Upper and Lower Lebesgue integral

To deal with possibly non-integrable functions, we need to define 'upper Lebesgue integral' and 'lower Lebesgue integral', which works for non-integrable functions $$ \overline{\int} f(x) = \inf \{ \int g(x), \text{g absolutely integrable, and $g(x)>f(x)$} \} $$ similarly for lower Lebesgue integral. By monotonicity of integral, we always have upper integral greater than lower integral.

Lemma 8.3.6 says, if a function $f: \R^n \to \R$ satisfies $\uint f = \lint f$, then $f$ is absolutely integrable. To prove it, we create a sequence that approximate $f$ from above, $\overline f_n$ and a sequence that approximate $f$ from below $\underline f_n$, take their limit to get $F_+, F_-$ with $F_+ \geq F_-$. Since $\int F_+ = \uint f = \lint f = \int F_-$, we have $\int F_+ - F_- = 0$, since $F_+ -F_-\geq 0$, we have $F_+ = F_-$ a.e., since $F_+ \geq f \geq F_-$, thus $f = F_+$ a.e., thus measurable and absolutely integrable.

Fubini

Let $f(x,y): \R^2 \to \R$ be an absolutely integrable function, then there exists integrable function $F(x)$ and $G(y)$, such that for a.e $x$, we have $F(x) = \int f(x,y) dy$ and for a.e $y$, $G(y) = \int f(x,y) dx$, and $$ \int f(x,y) dx dy = \int F(x) dx = \int G(y) dy $$

Pf: We only consider the statement about $F(x)$.

  1. We introduce two non-negative functions $f_-, f_+$ (with disjoint support) such that $f = f_+ - f_-$. Then, suppose we prove the theorem for $f_+$ and $f_-$, we can combine the result to get that of $f$. Thus, we only need to deal the case where $f$ is non-negative.

# GIVEN INSTRUCTION:
Write out, word for word, the part of the Lebesgue integral excerpt starting with "Let $f(x,y): \R^2" and going on through "where $f$ is non-negative.".

# ENTRIES SUPPLIED:

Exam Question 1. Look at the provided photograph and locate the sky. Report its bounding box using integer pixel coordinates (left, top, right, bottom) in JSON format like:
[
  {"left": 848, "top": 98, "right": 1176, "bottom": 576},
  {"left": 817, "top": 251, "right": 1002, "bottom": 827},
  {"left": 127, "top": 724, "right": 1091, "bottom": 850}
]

# OUTPUT:
Let $f(x,y): \R^2 \to \R$ be an absolutely integrable function, then there exists integrable function $F(x)$ and $G(y)$, such that for a.e $x$, we have $F(x) = \int f(x,y) dy$ and for a.e $y$, $G(y) = \int f(x,y) dx$, and $$ \int f(x,y) dx dy = \int F(x) dx = \int G(y) dy $$

Pf: We only consider the statement about $F(x)$.

  1. We introduce two non-negative functions $f_-, f_+$ (with disjoint support) such that $f = f_+ - f_-$. Then, suppose we prove the theorem for $f_+$ and $f_-$, we can combine the result to get that of $f$. Thus, we only need to deal the case where $f$ is non-negative.